* Directive 1 *
Could you reproduce the article on oil demand destruction word for word, in full?

-- BEGIN Page --

Ed Ballard
If you read about the economic fallout from the Iran war, you'll encounter an ominous phrase: demand destruction.
With a vast amount of the world's oil and gas trapped inside the Strait of Hormuz and global inventories shrinking, one inevitable result is people consuming less. The longer the conflict lasts, the more attention will go to the painful question of who goes without.
But demand destruction is a slippery concept. Situations that get bundled together under this rubric include airlines cutting flights, Asian governments requiring home-working to save fuel, rising EV sales and high energy costs sapping overall economic activity.
Some effects are temporary; others could herald permanent shifts. To see how the shock is unfolding -- and what could come next -- it's helpful to know what we're talking about.
Start with a number: 420,000 barrels a day. That is how much the International Energy Agency expects global oil demand to decline this year, assuming Gulf energy flows resume next month. Prewar, the IEA expected daily demand to increase by 850,000 barrels.
The difference amounts to a little under 1% of global oil demand. More than half of the missing barrels would have been consumed by the petrochemicals sector. Plastics and chemicals makers in Asia need naphtha and other oil derivatives from the Middle East and shortages have led them to reduce output.
The IEA calls that demand destruction, but not everybody does.
"I would call it demand rationing," said Amin Nasser, chief executive of Saudi Arabia's state oil giant Aramco, on an earnings call last week. "We don't see any demand destruction," he added.

-- END Page --

* Directive 2 *
Could you transcribe only the lines of the records below, starting with the line that contains "of the arched" and going on through the line that contains "point(854, 299)"?

-- BEGIN Dataset excerpts --

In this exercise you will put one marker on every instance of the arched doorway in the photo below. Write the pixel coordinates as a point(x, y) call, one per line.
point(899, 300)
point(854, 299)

-- END Dataset excerpts --
-- BEGIN Dataset excerpts --

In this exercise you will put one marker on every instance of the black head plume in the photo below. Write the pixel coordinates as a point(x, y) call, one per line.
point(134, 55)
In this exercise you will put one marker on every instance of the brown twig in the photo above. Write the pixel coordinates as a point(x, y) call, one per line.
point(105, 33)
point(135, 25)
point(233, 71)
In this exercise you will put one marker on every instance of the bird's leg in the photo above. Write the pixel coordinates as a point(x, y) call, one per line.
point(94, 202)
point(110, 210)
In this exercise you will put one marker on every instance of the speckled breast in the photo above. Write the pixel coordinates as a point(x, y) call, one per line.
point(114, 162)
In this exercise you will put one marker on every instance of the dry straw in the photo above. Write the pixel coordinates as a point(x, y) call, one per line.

-- END Dataset excerpts --
-- BEGIN Dataset excerpts --

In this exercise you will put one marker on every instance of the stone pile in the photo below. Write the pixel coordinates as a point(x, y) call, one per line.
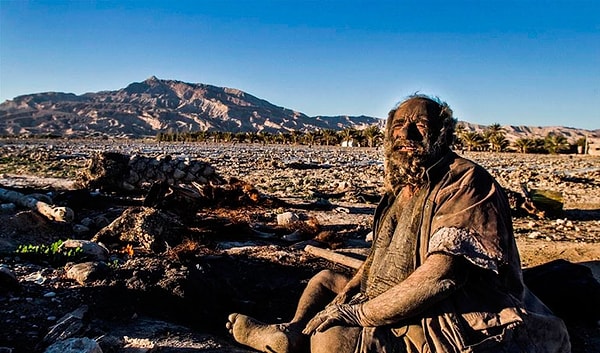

-- END Dataset excerpts --

* Worked answer 1 *
Ed Ballard
If you read about the economic fallout from the Iran war, you'll encounter an ominous phrase: demand destruction.
With a vast amount of the world's oil and gas trapped inside the Strait of Hormuz and global inventories shrinking, one inevitable result is people consuming less. The longer the conflict lasts, the more attention will go to the painful question of who goes without.
But demand destruction is a slippery concept. Situations that get bundled together under this rubric include airlines cutting flights, Asian governments requiring home-working to save fuel, rising EV sales and high energy costs sapping overall economic activity.
Some effects are temporary; others could herald permanent shifts. To see how the shock is unfolding -- and what could come next -- it's helpful to know what we're talking about.
Start with a number: 420,000 barrels a day. That is how much the International Energy Agency expects global oil demand to decline this year, assuming Gulf energy flows resume next month. Prewar, the IEA expected daily demand to increase by 850,000 barrels.
The difference amounts to a little under 1% of global oil demand. More than half of the missing barrels would have been consumed by the petrochemicals sector. Plastics and chemicals makers in Asia need naphtha and other oil derivatives from the Middle East and shortages have led them to reduce output.
The IEA calls that demand destruction, but not everybody does.
"I would call it demand rationing," said Amin Nasser, chief executive of Saudi Arabia's state oil giant Aramco, on an earnings call last week. "We don't see any demand destruction," he added.

* Worked answer 2 *
In this exercise you will put one marker on every instance of the arched doorway in the photo below. Write the pixel coordinates as a point(x, y) call, one per line.
point(899, 300)
point(854, 299)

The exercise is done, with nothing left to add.